:: WHAT NEEDS TO BE DONE ::
Reproduce the entries exactly. Omit none of them.

▼▼▼

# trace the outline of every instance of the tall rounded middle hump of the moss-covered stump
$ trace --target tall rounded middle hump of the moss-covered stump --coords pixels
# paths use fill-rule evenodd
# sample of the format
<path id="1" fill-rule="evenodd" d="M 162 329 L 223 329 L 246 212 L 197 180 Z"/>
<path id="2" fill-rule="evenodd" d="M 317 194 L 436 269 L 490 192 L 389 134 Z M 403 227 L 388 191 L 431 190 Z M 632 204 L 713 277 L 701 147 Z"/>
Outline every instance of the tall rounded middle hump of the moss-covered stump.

▲▲▲

:: REPLY TO THE TASK ::
# trace the outline of every instance of the tall rounded middle hump of the moss-covered stump
$ trace --target tall rounded middle hump of the moss-covered stump --coords pixels
# paths use fill-rule evenodd
# sample of the format
<path id="1" fill-rule="evenodd" d="M 162 329 L 223 329 L 246 212 L 197 180 Z"/>
<path id="2" fill-rule="evenodd" d="M 317 194 L 436 269 L 490 192 L 389 134 Z M 403 227 L 388 191 L 431 190 Z M 632 204 L 713 277 L 701 147 Z"/>
Outline every instance of the tall rounded middle hump of the moss-covered stump.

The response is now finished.